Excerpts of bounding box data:
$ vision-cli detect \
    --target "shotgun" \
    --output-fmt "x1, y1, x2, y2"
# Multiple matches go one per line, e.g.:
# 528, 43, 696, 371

Aim:
Output the rows above line for line, with no changes.

Exercise answer:
$ vision-cli detect \
    --target "shotgun" \
    --output-fmt "x1, y1, x2, y2"
# Multiple matches go one per line, e.g.:
# 528, 43, 696, 371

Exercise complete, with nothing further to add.